> _Data under study_:
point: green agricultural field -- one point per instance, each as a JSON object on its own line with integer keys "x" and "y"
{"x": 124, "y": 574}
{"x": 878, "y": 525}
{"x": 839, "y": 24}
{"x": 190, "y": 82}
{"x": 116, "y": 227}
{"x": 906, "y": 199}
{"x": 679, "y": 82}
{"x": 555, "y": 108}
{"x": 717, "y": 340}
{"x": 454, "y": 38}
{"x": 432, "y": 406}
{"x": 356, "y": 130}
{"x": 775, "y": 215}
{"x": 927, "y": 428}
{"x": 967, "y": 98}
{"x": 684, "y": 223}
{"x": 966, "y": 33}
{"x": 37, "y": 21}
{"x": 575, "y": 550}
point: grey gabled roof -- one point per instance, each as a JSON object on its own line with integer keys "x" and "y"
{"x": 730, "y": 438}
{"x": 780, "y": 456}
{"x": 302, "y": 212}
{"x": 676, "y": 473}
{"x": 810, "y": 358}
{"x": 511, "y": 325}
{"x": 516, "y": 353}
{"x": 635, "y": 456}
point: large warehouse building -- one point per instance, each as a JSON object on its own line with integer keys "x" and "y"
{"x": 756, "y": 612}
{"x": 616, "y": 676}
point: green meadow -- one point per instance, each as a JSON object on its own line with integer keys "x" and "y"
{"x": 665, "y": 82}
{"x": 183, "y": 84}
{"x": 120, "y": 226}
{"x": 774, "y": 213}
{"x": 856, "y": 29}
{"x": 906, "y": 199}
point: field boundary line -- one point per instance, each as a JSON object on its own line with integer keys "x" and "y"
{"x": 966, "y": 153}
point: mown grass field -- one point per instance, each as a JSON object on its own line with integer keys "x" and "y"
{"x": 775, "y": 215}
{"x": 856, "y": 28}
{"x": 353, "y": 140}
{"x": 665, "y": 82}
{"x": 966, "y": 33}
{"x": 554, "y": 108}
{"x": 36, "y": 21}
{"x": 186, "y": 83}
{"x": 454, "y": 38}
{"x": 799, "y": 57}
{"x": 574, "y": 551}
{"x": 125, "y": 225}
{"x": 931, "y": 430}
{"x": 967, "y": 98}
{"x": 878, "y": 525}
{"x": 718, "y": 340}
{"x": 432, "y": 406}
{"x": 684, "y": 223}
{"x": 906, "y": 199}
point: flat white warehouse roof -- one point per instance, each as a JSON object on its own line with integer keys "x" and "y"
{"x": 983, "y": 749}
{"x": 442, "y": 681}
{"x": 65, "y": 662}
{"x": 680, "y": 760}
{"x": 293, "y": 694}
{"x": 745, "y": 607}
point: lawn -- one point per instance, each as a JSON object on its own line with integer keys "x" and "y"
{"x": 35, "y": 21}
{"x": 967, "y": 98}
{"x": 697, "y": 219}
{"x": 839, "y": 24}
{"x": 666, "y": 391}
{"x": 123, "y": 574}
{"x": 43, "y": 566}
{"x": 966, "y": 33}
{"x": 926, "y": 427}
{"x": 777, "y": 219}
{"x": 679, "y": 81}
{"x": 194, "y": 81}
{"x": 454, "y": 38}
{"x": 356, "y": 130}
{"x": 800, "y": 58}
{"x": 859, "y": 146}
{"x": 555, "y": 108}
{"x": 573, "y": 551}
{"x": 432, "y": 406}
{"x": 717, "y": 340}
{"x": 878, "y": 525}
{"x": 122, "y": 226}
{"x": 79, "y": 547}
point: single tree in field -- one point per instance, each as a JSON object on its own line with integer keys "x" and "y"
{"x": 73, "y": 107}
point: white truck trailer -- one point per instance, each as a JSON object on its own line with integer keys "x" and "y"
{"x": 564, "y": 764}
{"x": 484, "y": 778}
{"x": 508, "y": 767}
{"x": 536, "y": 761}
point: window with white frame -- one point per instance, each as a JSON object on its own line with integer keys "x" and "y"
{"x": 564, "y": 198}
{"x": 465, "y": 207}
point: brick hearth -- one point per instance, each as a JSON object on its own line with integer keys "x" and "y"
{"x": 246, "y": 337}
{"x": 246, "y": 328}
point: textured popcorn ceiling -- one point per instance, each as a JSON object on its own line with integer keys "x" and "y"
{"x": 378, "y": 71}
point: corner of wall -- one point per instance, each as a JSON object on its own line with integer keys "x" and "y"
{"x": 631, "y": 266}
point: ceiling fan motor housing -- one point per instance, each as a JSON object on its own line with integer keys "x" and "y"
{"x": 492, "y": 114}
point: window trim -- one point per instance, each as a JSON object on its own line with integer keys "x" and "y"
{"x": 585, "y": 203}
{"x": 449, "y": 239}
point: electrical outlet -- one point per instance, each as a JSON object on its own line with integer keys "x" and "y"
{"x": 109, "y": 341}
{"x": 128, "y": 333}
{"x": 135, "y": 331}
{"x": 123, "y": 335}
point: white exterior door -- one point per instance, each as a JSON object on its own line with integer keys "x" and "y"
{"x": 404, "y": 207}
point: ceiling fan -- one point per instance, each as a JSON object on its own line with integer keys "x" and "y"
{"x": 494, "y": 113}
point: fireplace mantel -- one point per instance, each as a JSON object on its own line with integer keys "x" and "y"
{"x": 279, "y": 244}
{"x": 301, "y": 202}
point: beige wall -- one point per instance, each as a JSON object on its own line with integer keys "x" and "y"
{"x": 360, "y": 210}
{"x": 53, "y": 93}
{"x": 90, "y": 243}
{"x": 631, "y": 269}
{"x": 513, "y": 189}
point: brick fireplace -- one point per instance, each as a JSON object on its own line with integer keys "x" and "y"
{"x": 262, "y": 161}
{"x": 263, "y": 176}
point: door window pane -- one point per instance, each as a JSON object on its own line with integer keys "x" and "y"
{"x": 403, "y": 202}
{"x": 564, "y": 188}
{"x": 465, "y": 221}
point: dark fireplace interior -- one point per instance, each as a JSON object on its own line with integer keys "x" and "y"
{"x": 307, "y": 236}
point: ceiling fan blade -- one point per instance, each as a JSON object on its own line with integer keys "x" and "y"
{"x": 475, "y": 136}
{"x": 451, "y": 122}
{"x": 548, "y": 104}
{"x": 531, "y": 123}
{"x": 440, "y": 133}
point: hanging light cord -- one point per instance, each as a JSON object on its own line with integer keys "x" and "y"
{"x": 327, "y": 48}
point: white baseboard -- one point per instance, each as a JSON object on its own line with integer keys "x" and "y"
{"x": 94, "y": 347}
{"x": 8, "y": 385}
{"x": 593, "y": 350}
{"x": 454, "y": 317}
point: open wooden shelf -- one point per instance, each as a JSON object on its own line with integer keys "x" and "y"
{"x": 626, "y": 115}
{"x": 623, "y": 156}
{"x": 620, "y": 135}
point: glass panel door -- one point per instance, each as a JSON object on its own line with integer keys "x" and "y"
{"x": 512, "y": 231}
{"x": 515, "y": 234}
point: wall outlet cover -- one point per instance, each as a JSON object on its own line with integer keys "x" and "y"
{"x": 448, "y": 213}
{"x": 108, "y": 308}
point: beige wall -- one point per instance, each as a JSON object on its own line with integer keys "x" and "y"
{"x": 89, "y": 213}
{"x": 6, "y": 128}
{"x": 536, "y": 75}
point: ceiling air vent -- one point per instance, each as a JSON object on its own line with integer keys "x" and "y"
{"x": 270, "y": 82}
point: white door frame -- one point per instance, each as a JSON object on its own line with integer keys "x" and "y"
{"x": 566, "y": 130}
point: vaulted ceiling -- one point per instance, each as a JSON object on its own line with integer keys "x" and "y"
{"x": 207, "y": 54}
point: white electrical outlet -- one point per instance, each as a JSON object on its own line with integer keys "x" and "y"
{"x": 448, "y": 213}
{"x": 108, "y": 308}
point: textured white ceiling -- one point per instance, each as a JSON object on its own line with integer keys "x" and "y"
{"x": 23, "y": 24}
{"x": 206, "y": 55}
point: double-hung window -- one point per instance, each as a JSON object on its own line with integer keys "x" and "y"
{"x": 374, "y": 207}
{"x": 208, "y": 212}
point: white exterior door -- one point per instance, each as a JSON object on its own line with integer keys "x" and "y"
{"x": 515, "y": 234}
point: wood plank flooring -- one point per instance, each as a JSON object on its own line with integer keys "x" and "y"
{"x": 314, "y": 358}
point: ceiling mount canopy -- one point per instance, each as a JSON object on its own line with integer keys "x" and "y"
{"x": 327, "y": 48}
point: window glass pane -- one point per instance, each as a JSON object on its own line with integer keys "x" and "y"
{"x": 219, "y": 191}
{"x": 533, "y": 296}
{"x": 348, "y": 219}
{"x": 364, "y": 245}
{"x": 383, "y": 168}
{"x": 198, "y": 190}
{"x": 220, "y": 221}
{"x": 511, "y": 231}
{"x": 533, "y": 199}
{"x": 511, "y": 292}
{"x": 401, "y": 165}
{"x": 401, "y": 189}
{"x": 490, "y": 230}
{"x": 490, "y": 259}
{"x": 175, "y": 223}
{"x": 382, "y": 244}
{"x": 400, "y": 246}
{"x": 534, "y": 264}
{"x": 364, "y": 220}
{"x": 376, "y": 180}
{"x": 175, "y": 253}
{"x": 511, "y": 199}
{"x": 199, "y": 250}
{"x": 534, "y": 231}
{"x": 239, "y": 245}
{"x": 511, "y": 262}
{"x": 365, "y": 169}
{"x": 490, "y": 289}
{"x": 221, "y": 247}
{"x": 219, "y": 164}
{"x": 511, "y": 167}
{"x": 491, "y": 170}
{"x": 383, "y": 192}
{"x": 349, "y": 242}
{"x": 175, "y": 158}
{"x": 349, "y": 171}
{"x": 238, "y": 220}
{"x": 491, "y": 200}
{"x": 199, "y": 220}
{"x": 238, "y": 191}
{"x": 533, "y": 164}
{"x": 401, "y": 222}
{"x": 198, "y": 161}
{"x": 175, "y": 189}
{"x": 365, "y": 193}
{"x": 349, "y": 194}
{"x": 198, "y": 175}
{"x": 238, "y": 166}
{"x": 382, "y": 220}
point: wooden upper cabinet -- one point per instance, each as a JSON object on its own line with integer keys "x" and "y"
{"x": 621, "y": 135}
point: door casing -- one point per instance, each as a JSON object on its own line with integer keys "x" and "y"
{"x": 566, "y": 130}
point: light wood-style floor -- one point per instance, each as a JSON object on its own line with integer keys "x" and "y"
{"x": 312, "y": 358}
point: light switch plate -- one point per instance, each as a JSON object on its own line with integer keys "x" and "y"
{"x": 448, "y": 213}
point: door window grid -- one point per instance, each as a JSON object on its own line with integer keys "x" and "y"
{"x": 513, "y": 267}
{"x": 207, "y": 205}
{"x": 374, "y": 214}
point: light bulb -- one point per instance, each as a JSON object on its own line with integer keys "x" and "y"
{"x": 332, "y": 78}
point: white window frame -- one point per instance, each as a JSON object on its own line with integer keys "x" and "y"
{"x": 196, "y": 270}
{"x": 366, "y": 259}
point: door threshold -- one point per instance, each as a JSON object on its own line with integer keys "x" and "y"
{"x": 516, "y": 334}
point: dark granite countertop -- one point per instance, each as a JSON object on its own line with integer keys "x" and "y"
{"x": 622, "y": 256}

> _Exercise description_:
Set down the line holding "point: door threshold" and all later lines through the last one in the material above, exactly, and no other lines.

> _Your response_:
point: door threshold -- one point per instance, each as a JSON object on its own line with integer keys "x" and "y"
{"x": 516, "y": 334}
point: dark granite countertop -- one point per instance, each as a JSON object on its own line with integer keys "x" and "y"
{"x": 622, "y": 256}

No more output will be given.